Give the entries back exactly as they stand, but without pictures.

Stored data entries
────────────────────────────────────────

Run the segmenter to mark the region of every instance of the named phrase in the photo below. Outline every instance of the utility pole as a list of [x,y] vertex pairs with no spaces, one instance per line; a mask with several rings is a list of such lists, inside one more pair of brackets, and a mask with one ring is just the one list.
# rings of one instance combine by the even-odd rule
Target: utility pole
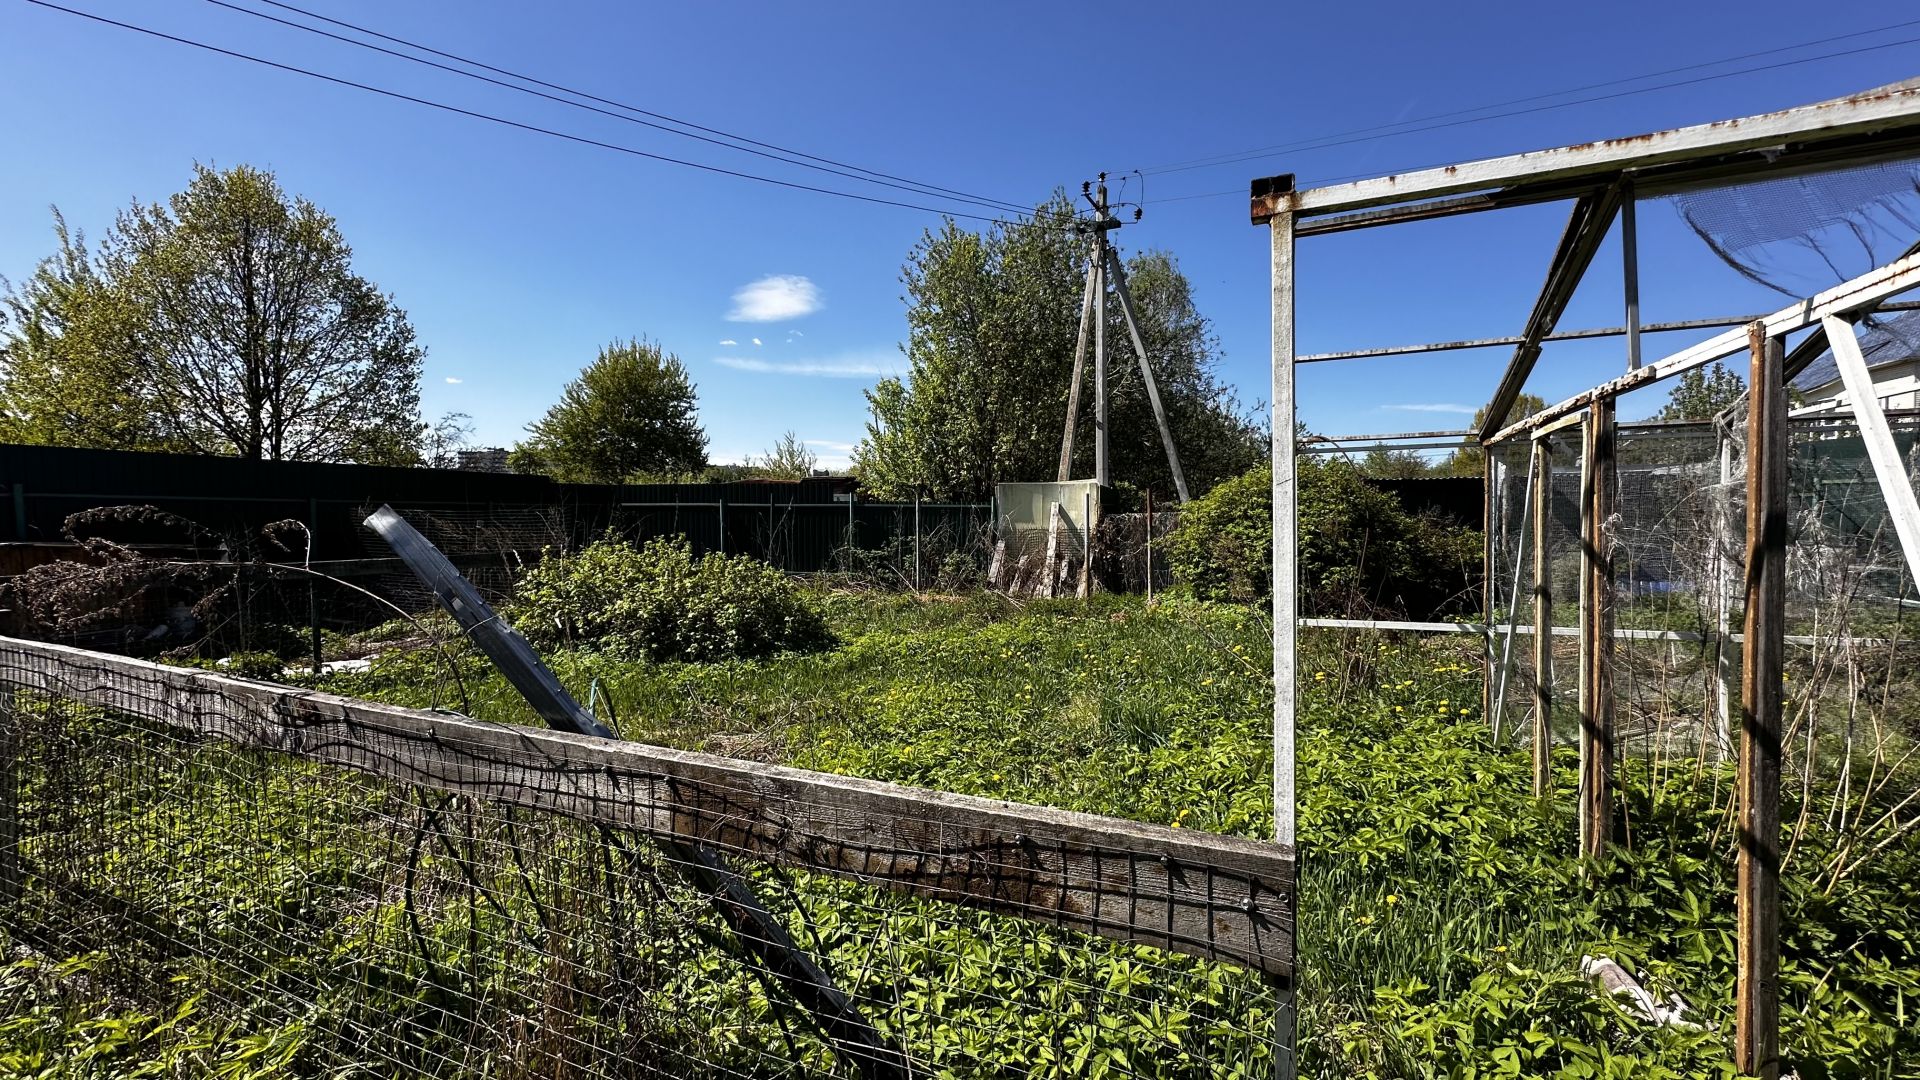
[[1102,490],[1113,486],[1107,468],[1107,232],[1120,223],[1107,212],[1107,174],[1100,174],[1097,194],[1080,194],[1093,204],[1093,480]]
[[[1067,427],[1060,439],[1060,468],[1055,479],[1066,482],[1073,469],[1073,432],[1080,421],[1080,381],[1086,372],[1087,338],[1093,338],[1093,478],[1102,488],[1113,485],[1113,473],[1109,463],[1109,438],[1107,429],[1107,284],[1111,280],[1119,292],[1120,312],[1126,318],[1127,332],[1132,339],[1134,355],[1140,361],[1141,379],[1146,385],[1148,402],[1153,406],[1154,423],[1160,429],[1160,443],[1167,452],[1167,466],[1173,473],[1174,490],[1180,501],[1187,501],[1187,477],[1180,468],[1180,454],[1174,449],[1173,430],[1167,421],[1166,410],[1160,401],[1160,388],[1154,382],[1153,366],[1147,359],[1147,346],[1140,332],[1140,320],[1134,310],[1133,297],[1127,291],[1126,270],[1120,262],[1120,255],[1107,242],[1107,234],[1121,225],[1120,219],[1113,216],[1112,204],[1107,200],[1107,174],[1101,173],[1097,181],[1086,181],[1080,185],[1080,197],[1087,200],[1093,208],[1091,221],[1080,221],[1076,227],[1090,235],[1087,265],[1086,292],[1080,302],[1080,333],[1073,347],[1073,385],[1067,394]],[[1123,204],[1124,205],[1124,204]],[[1140,208],[1134,207],[1133,219],[1140,220]],[[1108,275],[1112,277],[1109,279]],[[1092,334],[1088,334],[1091,324]]]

────────────────────────────────────────

_RESPONSE TO THIS EXERCISE:_
Run the segmenter to mark the region of every instance of the named phrase in the photo below. Outline every instance of the utility pole as a list of [x,y] vertex pairs with no spaces, one instance per line; a mask with several rings is a list of such lists, inside one more pair of brackets, and a mask with one ring is just the one list.
# rings of one instance combine by the even-odd rule
Target: utility pole
[[1102,490],[1113,486],[1107,468],[1107,232],[1120,223],[1107,212],[1107,174],[1100,174],[1097,194],[1080,194],[1093,204],[1093,480]]
[[[1067,427],[1060,439],[1060,468],[1055,479],[1066,482],[1073,469],[1073,432],[1080,421],[1080,381],[1086,372],[1087,338],[1093,338],[1093,478],[1102,488],[1113,485],[1113,473],[1109,463],[1109,438],[1107,429],[1107,284],[1111,280],[1119,292],[1120,312],[1126,318],[1127,332],[1132,339],[1134,355],[1140,361],[1141,379],[1146,385],[1148,402],[1153,406],[1154,423],[1160,429],[1160,443],[1167,452],[1167,466],[1173,473],[1174,490],[1180,501],[1187,501],[1187,477],[1180,468],[1180,454],[1174,449],[1173,430],[1167,421],[1166,410],[1160,401],[1160,388],[1154,382],[1153,366],[1147,359],[1147,346],[1140,332],[1140,320],[1134,310],[1133,297],[1127,291],[1126,270],[1120,262],[1120,255],[1107,242],[1107,234],[1121,225],[1120,219],[1113,216],[1112,204],[1107,200],[1107,174],[1101,173],[1097,181],[1086,181],[1080,185],[1080,197],[1087,200],[1093,208],[1091,221],[1080,221],[1076,227],[1090,235],[1087,265],[1086,292],[1080,302],[1080,333],[1073,347],[1073,385],[1067,394]],[[1123,204],[1124,205],[1124,204]],[[1140,208],[1134,207],[1133,219],[1140,220]],[[1108,275],[1112,277],[1109,279]],[[1092,334],[1088,334],[1091,324]]]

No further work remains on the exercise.